EXCERPT PROVIDED
City of Moultrie v. COLQUITT COUNTY &C. Co.

Annotate this Case

211 Ga. 842 (1955)

89 S.E.2d 657



Supreme Court of Georgia.

Argued June 13, 1955.

Decided September 16, 1955.

Rehearing Denied October 13, 1955.

*849 Whelchel & Whelchel, Hoyt H. Whelchel, for plaintiffs in error.

Moore, Gibson, DeLoache & Gardner, contra.

HEAD, Justice.

1. "The general rule is that courts exercising equitable jurisdiction will not enjoin criminal prosecutions; and this rule is ordinarily applicable to proceedings to punish for violations of municipal ordinances, which are quasi criminal in their character." Mayor &c. of Shellman v. Saxon, 134 Ga. 29 (1) (67 S.E. 438, 27 L. R. A. (NS) 452); Jones v. Carlton, 146 Ga. 1 (90 S. E. 278); Burton v. City of Toccoa, 158 Ga. 63 (122 S. E. 603); Corley v. City of Atlanta, 181 Ga. 381 (182 S. E. 177); Powell v. Hartsfield, 190 Ga. 839 (11 S. E. 2d 33); City of Abbeville v. Renfroe, 192 Ga. 467 (15 S. E. 2d 782); Stephens v. City Council of Augusta, 193 Ga. 815 (20 S. E. 2d 80); City of Atlanta v. Universal Film Exchanges, 201 Ga. 463 (39 S. E. 2d 882); Code § 55-102.

Where repeated prosecutions are threatened under a void municipal ordinance and the effect of the prosecutions would tend to injure or destroy the property of the person so prosecuted, or deprive him of the legitimate enjoyment of his profits, equity may entertain a suit to inquire into the validity of the ordinance and to enjoin its enforcement. Carey v. City of Atlanta, 143 *850 Ga. 192 (84 S.E. 456, L. R. A. 1915D 684, Ann. Cas. 1916E 1151); Upchurch v. City of LaGrange, 159 Ga. 113 (125 S. E. 47); Morrow v. City of Atlanta, 162 Ga. 228 (133 S. E. 345); Chaires v. City of Atlanta, 164 Ga. 755 (139 S.E. 559, 55 A. L. R. 230); City of Douglas v. South Ga. Grocery Co., 178 Ga. 657 (174 S. E. 127); Great Atlantic & Pacific Tea Co. v. City of Columbus, 189 Ga. 458 (6 S. E. 2d 320).

In order to determine whether or not the petitioner had a property right pursuant to valid contracts for its electric service within the territory involved, consideration must be given to the charter powers of the parties and the record in the cause. The Electric Membership Corporation Act of 1937 (Ga. L. 1937, pp. 644, 645; Code, Ann. Supp., §§ 34A-102, 34A-103), under which the petitioner was chartered and is operating, provides that such corporations may engage in the business of "the furnishing of electric energy to persons in rural areas who are not receiving electric service from any corporation subject to the jurisdiction of the Georgia Public Service Commission, or from any municipal corporation." "Rural area" is defined as "any area not included within the boundaries of any incorporated or unincorporated city, town or village, having a population in excess of 1,500 inhabitants, according to the last Federal census, and includes both the farm and non-farm population."

The charter powers of the City of Moultrie (Ga. L. 1937, p. 1990; Ga. L. 1943, pp. 1458-1499) authorize the city to engage in the business of furnishing electrical energy. It has been held, in the absence of specific legislative authority, that a municipal corporation may own and operate a water works or electric system under its general-welfare clause or under its contractual powers. Mayor &c. of Rome v. Cabot, 28 Ga. 50; Heilbron v. Mayor &c. of Cuthbert, 96 Ga. 312 (23 S. E. 206).

RECORD EXCERPTS
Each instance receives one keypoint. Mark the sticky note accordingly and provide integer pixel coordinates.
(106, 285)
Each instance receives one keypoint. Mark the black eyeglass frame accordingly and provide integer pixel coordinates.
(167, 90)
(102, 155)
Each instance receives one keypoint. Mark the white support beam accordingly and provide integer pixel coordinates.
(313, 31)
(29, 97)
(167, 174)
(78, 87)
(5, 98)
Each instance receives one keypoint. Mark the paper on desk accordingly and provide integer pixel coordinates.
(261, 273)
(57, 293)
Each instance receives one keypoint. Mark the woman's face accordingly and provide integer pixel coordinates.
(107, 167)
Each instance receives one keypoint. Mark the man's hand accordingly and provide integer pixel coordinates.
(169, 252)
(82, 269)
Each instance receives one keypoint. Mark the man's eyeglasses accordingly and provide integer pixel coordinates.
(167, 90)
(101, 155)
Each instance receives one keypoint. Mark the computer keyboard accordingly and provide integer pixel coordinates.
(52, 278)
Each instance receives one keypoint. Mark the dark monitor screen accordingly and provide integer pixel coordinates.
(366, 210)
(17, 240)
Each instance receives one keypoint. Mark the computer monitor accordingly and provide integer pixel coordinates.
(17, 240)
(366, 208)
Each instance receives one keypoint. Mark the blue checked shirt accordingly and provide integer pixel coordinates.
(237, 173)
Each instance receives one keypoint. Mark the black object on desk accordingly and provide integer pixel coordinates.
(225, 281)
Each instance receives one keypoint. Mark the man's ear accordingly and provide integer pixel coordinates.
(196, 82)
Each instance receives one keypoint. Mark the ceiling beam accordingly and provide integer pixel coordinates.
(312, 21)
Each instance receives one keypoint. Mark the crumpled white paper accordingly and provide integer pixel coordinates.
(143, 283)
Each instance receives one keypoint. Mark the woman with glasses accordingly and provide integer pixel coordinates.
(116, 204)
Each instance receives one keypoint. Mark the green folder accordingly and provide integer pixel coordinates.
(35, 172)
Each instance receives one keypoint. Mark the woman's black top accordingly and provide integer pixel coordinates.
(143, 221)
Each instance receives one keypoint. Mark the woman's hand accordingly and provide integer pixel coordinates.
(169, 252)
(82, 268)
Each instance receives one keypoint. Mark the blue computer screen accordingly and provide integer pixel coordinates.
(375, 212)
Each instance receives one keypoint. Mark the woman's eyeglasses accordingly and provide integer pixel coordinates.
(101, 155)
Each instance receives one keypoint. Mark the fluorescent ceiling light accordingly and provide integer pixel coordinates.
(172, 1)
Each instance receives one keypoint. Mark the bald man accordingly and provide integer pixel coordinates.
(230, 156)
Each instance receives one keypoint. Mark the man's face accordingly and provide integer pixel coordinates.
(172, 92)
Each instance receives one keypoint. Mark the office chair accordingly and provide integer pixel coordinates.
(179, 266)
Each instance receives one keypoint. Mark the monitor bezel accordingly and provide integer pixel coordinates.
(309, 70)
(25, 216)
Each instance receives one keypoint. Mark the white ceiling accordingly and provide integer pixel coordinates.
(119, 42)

THINGS TO DO
1. In the City of Moultrie opinion, under which act was the petitioner chartered and operating?
2. Name every case cited in the paragraph of the City of Moultrie opinion that begins "Where repeated prosecutions are threatened."
3. Continue the City of Moultrie opinion from the point where it ends.
The records can be ignored.

ANSWERS IN ORDER
1. The Electric Membership Corporation Act of 1937.

2. Carey v. City of Atlanta; Upchurch v. City of LaGrange; Morrow v. City of Atlanta; Chaires v. City of Atlanta; City of Douglas v. South Ga. Grocery Co.; Great Atlantic & Pacific Tea Co. v. City of Columbus

3.
The right, power, and authority of each of the parties to engage in the business of furnishing electrical energy is not questioned in this case. The petitioner contends that its right to serve customers in the disputed area is based upon the prior construction of its lines to serve customers with whom it had contracts and at a time when the territory in dispute had not been included within the corporate limits of the city. The city contends that the petitioner extended its lines with notice of the city's intention to *851 include the territory within its corporate limits, that the petitioner's only customers for permanent service were procured after the territory was annexed to the city, and that the petitioner can not operate within the territorial limits of the city.

The uncontroverted facts appearing from the record disclose that the petitioner had electric lines and distribution lines in a part of East Moultrie Heights Subdivision, adjoining the city, continuously from the year 1951. It had no distribution lines in blocks 6, 7, and 8 of section 2, the territory involved in the present dispute. This property was undeveloped prior to 1954. On August 17, 1954, the owner of the property appeared before the mayor and council of the city and requested in writing that this territory be taken into the city. At that time an ordinance was passed on first and second reading, to include the territory in the city. The ordinance was finally passed on November 2, 1954.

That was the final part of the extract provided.